ゆうけいの月夜のラプソディ

ゆうけいの月夜のラプソディ移植版

FLOWERS

Flowers62
はむちぃ: 皆様こん**は、ゆうけい家筆頭執事のはむちぃでございます。この肩書きも時々申しておきませんと初めて見られた方はびっくりされるもので(^_^;)。本日はいよいよ現在公開中の映画「FLOWERS」のレビューでございます。
ゆうけい: なんせ蒼井優田中麗奈の二大女優共演ですから観ないわけにはいきませんな。
は: そのフェイクはもう既出でございます(-_-;)。資生堂TSUBAKI」のCFにご登場の豪華女優六名様の共演でございます。
ゆ: しかしまあ資生堂も臆面も無くこんな大宣伝映画を企画したもんですな。
は: 当初予定されていた監督の自殺など、完成までにはいろいろとあったようでございますが。

★ ★ ★ ★

出題内容 A
本文抜粋に登場する人名を、発言者も含めてすべて挙げてください。
出題内容 B
本文抜粋で「はむちぃ: 皆様」から始まる段落を、要点を残して短く書き直すこと。
出題内容 C
本文抜粋によると、映画「FLOWERS」で共演している女優は何名か。
この後に続く一覧は参照しなくてかまいません。

データ抜粋
★ ★ ★ ★

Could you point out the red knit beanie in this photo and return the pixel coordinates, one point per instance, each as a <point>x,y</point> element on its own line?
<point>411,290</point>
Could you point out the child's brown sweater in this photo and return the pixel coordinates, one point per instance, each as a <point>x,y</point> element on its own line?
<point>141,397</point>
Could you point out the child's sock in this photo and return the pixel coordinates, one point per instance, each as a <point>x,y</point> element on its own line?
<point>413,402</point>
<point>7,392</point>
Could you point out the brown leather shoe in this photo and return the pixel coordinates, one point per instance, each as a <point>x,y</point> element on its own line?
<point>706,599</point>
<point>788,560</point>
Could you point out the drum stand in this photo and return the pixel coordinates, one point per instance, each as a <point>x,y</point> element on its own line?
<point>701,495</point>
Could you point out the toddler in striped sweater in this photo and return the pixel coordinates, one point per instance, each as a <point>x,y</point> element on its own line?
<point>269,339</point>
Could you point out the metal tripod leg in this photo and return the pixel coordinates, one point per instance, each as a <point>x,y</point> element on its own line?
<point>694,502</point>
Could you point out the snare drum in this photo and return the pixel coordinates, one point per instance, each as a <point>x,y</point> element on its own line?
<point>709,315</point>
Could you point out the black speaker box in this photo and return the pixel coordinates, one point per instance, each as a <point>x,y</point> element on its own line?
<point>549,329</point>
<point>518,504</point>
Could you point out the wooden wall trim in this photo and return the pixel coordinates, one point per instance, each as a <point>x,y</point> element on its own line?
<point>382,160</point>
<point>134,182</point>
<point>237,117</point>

★ ★ ★ ★

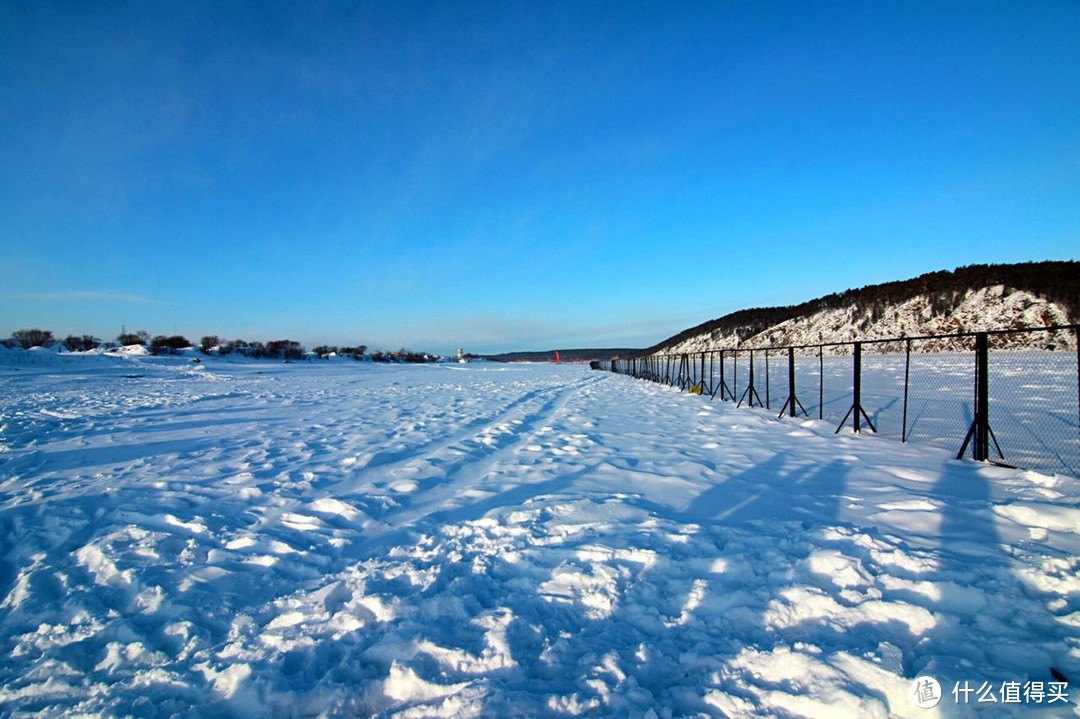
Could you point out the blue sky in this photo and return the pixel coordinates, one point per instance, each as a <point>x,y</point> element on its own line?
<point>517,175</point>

★ ★ ★ ★

回答全文 A
はむちぃ、ゆうけい、蒼井優、田中麗奈

回答全文 B
ゆうけい家筆頭執事のはむちぃが、初めて見る人が驚かないように肩書きを添えて挨拶し、今回は公開中の映画「FLOWERS」をレビューすると伝える。

回答全文 C
資生堂「TSUBAKI」のCFに出演している女優六名です。